Automated Biodesign Engineering by Abductive Meta-Interpretive Learning

TL;DR

This paper introduces a novel AI framework combining symbolic and sub-symbolic learning to improve automated biodesign, enabling more efficient, interpretable, and resource-effective genetic engineering processes.

Contribution

The work presents $Meta_{Abd}$, a new machine learning approach that integrates domain knowledge with model optimization to enhance synthetic biology design cycles.

Findings

Successfully modeled protein production in synthetic biology.

Reduced experimental costs and data annotation efforts.

Demonstrated improved model interpretability and accuracy.

TASK SET:
#1 List every finding reported in the summary of the biodesign paper.
#2 Write the next section of the biodesign paper summary, picking up after its last finding.

RECORD EXTRACTS:
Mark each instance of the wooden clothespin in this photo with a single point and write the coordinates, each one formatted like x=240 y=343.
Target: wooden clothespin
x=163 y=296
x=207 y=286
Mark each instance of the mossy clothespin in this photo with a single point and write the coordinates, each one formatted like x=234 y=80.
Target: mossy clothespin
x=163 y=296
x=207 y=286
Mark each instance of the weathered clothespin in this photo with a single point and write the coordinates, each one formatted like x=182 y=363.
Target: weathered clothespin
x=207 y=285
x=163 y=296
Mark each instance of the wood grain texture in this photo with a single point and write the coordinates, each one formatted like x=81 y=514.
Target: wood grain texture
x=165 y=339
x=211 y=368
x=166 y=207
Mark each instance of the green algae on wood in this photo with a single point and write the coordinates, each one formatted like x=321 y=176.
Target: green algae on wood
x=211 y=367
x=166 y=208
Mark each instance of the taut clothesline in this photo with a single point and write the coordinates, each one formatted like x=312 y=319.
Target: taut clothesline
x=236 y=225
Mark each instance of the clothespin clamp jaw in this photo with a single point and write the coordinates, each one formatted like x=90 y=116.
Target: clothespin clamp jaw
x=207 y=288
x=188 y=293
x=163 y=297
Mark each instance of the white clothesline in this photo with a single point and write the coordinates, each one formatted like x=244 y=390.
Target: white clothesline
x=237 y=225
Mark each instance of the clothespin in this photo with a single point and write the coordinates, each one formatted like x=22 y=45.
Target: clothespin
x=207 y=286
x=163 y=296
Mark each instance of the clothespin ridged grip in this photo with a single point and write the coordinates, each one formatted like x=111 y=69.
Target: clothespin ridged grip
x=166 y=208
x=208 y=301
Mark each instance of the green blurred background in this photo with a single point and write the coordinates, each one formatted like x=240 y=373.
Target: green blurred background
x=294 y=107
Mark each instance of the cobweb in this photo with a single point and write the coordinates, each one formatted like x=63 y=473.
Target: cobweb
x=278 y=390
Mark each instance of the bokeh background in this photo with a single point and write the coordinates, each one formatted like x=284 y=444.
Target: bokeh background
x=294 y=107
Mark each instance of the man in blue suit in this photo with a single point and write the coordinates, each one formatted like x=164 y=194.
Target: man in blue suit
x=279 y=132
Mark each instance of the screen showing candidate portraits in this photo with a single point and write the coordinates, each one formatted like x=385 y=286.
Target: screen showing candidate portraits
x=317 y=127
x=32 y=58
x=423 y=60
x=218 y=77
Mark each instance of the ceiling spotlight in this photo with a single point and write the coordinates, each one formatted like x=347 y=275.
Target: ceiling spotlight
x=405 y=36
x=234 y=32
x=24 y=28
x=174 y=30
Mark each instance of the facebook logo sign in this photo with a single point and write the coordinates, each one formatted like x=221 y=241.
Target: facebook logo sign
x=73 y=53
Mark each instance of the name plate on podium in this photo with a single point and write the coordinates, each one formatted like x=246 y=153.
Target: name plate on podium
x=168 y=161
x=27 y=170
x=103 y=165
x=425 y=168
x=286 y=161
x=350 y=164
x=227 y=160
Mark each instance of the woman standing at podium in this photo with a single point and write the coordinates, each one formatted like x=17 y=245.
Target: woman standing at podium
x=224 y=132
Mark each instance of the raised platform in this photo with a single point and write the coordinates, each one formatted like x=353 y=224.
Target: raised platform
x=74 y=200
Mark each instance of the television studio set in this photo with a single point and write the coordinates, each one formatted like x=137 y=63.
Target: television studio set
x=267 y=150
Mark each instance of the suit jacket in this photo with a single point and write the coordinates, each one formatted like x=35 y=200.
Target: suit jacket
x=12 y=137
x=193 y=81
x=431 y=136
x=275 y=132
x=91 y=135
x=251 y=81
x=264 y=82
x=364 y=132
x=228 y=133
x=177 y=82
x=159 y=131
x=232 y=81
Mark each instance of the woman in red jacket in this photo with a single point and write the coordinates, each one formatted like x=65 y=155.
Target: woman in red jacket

ANSWERS GIVEN:
#1
- Successfully modeled protein production in synthetic biology.
- Reduced experimental costs and data annotation efforts.
- Demonstrated improved model interpretability and accuracy.

#2
Abstract

The application of Artificial Intelligence (AI) to synthetic biology will provide the foundation for the creation of a high throughput automated platform for genetic design, in which a learning machine is used to iteratively optimise the system through a design-build-test-learn (DBTL) cycle. However, mainstream machine learning techniques represented by deep learning lacks the capability to represent relational knowledge and requires prodigious amounts of annotated training data. These drawbacks strongly restrict AI's role in synthetic biology in which experimentation is inherently resource and time intensive. In this work, we propose an automated biodesign engineering framework empowered by Abductive Meta-Interpretive Learning ($Meta_{Abd}$), a novel machine learning approach that combines symbolic and sub-symbolic machine learning, to further enhance the DBTL cycle by enabling the learning machine to 1) exploit domain knowledge and learn human-interpretable models that are expressed by formal languages such as first-order logic; 2) simultaneously optimise the structure and parameters of the models to make accurate numerical predictions; 3) reduce the cost of experiments and effort on data annotation by actively generating hypotheses and examples. To verify the effectiveness of $Meta_{Abd}$, we have modelled a synthetic dataset for the production of proteins from a three gene operon in a microbial host, which represents a common synthetic biology problem.